Extracted material:
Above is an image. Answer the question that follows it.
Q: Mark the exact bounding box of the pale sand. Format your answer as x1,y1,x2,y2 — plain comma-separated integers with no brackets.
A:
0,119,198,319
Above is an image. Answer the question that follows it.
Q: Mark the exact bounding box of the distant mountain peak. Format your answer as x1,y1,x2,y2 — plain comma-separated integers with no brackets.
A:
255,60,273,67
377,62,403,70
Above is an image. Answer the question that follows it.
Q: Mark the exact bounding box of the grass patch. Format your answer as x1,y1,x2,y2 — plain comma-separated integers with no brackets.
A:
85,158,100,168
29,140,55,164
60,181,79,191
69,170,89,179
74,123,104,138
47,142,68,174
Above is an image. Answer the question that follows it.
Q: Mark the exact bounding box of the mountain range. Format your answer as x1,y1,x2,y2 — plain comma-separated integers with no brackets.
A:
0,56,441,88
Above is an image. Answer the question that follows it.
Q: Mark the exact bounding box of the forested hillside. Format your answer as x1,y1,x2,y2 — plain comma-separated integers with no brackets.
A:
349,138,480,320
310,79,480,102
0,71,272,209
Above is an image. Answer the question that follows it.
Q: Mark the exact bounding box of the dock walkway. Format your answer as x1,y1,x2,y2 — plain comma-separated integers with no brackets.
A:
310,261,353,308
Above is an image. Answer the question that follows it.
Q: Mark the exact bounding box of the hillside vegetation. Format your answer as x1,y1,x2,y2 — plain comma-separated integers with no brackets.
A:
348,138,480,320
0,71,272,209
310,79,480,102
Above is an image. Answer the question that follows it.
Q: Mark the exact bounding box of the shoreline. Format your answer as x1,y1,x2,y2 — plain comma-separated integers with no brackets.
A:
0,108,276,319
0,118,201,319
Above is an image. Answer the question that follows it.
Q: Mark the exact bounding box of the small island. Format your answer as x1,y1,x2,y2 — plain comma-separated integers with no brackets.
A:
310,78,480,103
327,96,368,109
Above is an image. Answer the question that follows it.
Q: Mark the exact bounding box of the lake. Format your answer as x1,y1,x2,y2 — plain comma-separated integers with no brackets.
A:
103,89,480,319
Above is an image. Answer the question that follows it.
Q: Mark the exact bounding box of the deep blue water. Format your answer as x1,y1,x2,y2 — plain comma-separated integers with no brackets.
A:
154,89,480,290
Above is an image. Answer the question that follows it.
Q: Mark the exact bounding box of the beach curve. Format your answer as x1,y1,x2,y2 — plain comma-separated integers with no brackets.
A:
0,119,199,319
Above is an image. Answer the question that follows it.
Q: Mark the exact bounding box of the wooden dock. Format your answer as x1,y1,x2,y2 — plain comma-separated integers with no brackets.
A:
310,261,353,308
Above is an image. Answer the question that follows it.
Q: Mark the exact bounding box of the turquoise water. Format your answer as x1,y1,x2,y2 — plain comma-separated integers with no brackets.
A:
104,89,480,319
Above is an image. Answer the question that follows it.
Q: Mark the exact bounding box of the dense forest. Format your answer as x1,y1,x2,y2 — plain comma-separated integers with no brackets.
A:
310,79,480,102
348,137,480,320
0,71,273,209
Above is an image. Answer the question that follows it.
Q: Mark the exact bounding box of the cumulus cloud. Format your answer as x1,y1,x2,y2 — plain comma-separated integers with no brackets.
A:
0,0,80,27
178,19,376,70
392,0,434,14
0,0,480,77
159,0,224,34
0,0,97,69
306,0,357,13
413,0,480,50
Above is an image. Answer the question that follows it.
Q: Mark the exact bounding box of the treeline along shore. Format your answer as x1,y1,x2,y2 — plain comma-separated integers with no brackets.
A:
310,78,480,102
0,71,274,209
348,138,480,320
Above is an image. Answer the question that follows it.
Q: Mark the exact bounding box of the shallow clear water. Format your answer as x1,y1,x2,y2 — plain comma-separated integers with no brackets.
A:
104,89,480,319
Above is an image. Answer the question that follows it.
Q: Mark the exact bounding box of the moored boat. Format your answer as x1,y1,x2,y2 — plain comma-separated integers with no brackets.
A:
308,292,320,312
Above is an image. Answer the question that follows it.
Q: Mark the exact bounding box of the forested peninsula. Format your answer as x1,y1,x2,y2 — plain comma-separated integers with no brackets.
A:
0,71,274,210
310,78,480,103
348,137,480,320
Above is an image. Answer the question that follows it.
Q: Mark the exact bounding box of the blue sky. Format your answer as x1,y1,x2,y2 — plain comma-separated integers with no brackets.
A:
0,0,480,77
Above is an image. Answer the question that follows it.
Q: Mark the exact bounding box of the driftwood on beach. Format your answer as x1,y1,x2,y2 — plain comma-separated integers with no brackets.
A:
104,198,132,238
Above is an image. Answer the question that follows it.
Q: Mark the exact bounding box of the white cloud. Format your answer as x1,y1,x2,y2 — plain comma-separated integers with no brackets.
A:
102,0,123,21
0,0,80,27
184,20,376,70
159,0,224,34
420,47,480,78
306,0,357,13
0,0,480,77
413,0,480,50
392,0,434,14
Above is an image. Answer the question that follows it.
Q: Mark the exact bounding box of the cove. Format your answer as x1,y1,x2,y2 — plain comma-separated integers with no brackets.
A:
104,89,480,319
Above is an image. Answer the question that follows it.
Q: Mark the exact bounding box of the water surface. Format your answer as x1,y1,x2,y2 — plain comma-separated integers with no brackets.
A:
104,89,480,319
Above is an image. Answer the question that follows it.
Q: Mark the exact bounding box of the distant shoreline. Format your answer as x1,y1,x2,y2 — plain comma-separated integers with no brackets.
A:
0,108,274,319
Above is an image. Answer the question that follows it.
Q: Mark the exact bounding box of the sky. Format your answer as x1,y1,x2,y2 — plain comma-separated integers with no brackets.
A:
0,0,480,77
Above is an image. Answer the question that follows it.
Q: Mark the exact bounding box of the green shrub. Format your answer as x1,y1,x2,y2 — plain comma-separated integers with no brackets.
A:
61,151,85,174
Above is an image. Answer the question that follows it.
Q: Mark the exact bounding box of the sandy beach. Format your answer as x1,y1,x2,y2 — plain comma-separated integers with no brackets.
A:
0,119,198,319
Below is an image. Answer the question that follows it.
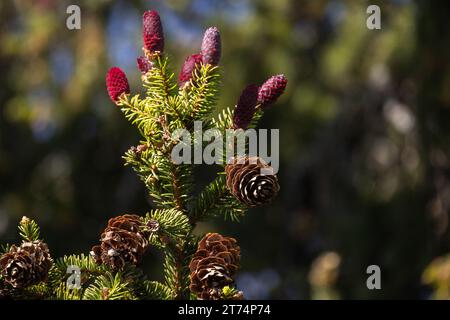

Written instruction: Replace "comma-separated" with "comma-delimited" everywhere in the records above and reproduce them with nothing else changed, omitting the pictures.

Exercise result:
Above is an image. Answer the question that follows it.
Q: Mark the exact bounding box of the pale sand. Format your answer as x1,y1,x2,y2 — plain comma-delimited integers with no brackets.
A:
0,119,198,319
Above is an image. Answer the question that follows it.
Q: Mark the exact bounding box of the distant mountain peak. Format your answer as x1,y1,x2,y2 — plain comma-delimited integers with no brackets.
A:
255,60,273,67
377,62,403,70
Above is an image. Answer the question that follows it.
Q: Mark the exact bounding box of the grass patch. Format your answer as x1,y1,x2,y2 — plain comma-delimited integers with no brackets.
A:
85,158,100,168
29,140,55,164
60,181,79,191
69,170,89,179
74,123,104,138
47,142,68,174
Above is an image. Answer the question that follows it.
Q: Mark the exact bounding box of the mountain range. Format your answer as x1,y1,x2,y2 — plain comma-delimited integers with no brackets.
A:
0,56,441,88
Above is an image. Answer the question that follows it.
Q: Mark the exact bounding box of the forested hillside. Format your answer as x1,y1,x2,y2 — plain comma-delimited integers with no brackets.
A:
349,138,480,320
310,79,480,102
0,71,272,209
Above is an image. Answer the question that follows it.
Q: Mark the exact bounding box of the dock walkway. Format your answer as x1,y1,x2,y2 — plain comma-delimited integers with no brackets.
A:
310,261,353,308
Above is an image. Answer the question that follows it.
Q: Mark the exact bounding box of the hillside vegetation. Format your answer as x1,y1,x2,y2 — plain comma-delimited integers with no brackets.
A:
348,138,480,320
0,71,272,209
310,79,480,102
Above is an image. Answer the question that follows it.
Q: Mark the exact bounding box of the shoreline. Format your answer as x1,y1,x2,y2 — plain comma-delimited integers with no brackets.
A:
0,108,276,319
0,118,201,319
Above is an image. Answer the question that follows it.
Q: Mark the exact bounding box of the small island. Format your answer as x1,y1,x2,y2 — plain comma-delimited integers with no brackets.
A:
310,78,480,103
327,96,368,109
Above is an image. Answer the question that follows it.
Q: Mark the exact bounding box of the lake. Format your answer as x1,y1,x2,y2 — plain comma-delimited integers with no brackets.
A:
103,89,480,319
Above is an image. Answer the question that follows it.
Q: Mark the exact bounding box of the deep blue water. Format your answer as x1,y1,x2,y2 — plain comma-delimited integers with no brackets.
A:
154,89,480,290
Above is an image. Answer the question that follows it.
Q: Mark the exact bounding box of the beach curve. Format your answer as x1,y1,x2,y2 — plain comma-delimited integers with no brackets.
A:
0,119,199,319
Above is an image. Answer the question that follows it.
Q: Mark the exact bounding box of the wooden dock. Format your answer as x1,y1,x2,y2 — plain comma-delimited integers with no brackets.
A:
310,261,353,308
Above is an image. Answer the question that follows it.
Q: Mark the exact bounding box of the turquoise water. Format your answer as x1,y1,x2,y2 — plain comma-delimited integers with no brackets.
A:
104,89,480,319
Above is an image. Answer the question that follows it.
Q: Mark the exact bounding box of the dense forest. Format your answer as x1,y1,x2,y2 — plain comma-delimited integers with no brackets.
A:
310,79,480,102
348,137,480,320
0,71,273,209
Above is an image. Answer the question that follows it.
Q: Mark the exact bounding box of the cumulus cloud. Format your answer as x1,y1,x2,y2 — plain comma-delimited integers with no brackets.
A:
0,0,80,27
178,19,376,70
392,0,434,14
0,0,480,77
159,0,224,34
0,0,97,69
306,0,357,13
413,0,480,50
Above is an image. Answer the question that follows it.
Q: Mark the exact bounding box of the treeline along shore. Format your answer as x1,y1,x2,y2 — plain comma-delimited integers with no brackets.
A:
310,78,480,102
0,71,274,209
348,138,480,320
Above is an image. Answer the question that follows it.
Q: Mark the exact bounding box of the shallow clear water. Format your answer as x1,y1,x2,y2 — plain comma-delimited integers with no brackets.
A:
104,89,480,319
Above is an image. Answer the question that follows it.
Q: Mark the exact bounding box of the moored boat. Format your answer as x1,y1,x2,y2 — plain comma-delimited integers with no brackets.
A:
308,292,320,312
Above is an image. Answer the question that follows it.
Q: Mark the exact bounding box of the forested peninsula. Format your answer as x1,y1,x2,y2 — plain comma-delimited integers with no brackets.
A:
0,71,274,210
310,78,480,103
348,137,480,320
Above is an image. Answer the question that follows it.
Q: Mark the exact bounding box of the blue sky. Format your answer as x1,y1,x2,y2 — plain comma-delimited integers with no brackets.
A:
0,0,480,77
Above is an image. Answer the question that follows it.
Q: Mark the exact bounding box of the driftwood on beach. Format your answer as x1,y1,x2,y2 — plain comma-delimited integers with no brackets.
A:
104,198,132,238
Above is an image. Answer the question that follows it.
Q: Mark the exact bounding box of the white cloud. Format your answer as x1,y1,x2,y2 — plain comma-delimited integers with no brackets.
A:
102,0,123,21
0,0,80,27
184,20,376,70
159,0,224,34
420,47,480,78
306,0,357,13
0,0,480,77
413,0,480,50
392,0,434,14
Above is an image. Answer the question that follows it.
Q: Mark the exact bounding box of the cove. Format your answer as x1,y1,x2,y2 — plain comma-delimited integers with no brackets.
A:
104,89,480,319
Above is an image. Answer the question that follows it.
Q: Mark the exact bounding box of the water surface. Format your answer as x1,y1,x2,y2 — plain comma-delimited integers with no brackets.
A:
104,89,480,319
Above is an image. Answer the question that follows it.
Q: Mark the exact bounding box of the distant shoreline. Format your answer as x1,y1,x2,y2 — plain comma-delimited integers with no brackets.
A:
0,108,274,319
Above is an image. Answer the question that follows it.
Q: Mark the exact bounding box of the sky. Format your answer as x1,y1,x2,y2 — plain comma-delimited integers with no brackets.
A:
0,0,480,77
Above is an image. Answer the question that follows it.
Q: Mark the exact bounding box of the green shrub. Format your answer as x1,y1,x2,y2 — plain comma-delimited integers with no brackets.
A:
61,151,85,174
Above is an image. Answer the question that follows it.
Q: Mark the exact bounding box of the sandy beach. Format your answer as x1,y1,x2,y2 — plain comma-delimited integers with no brackets.
A:
0,119,198,319
Below is an image. Answer the question that follows it.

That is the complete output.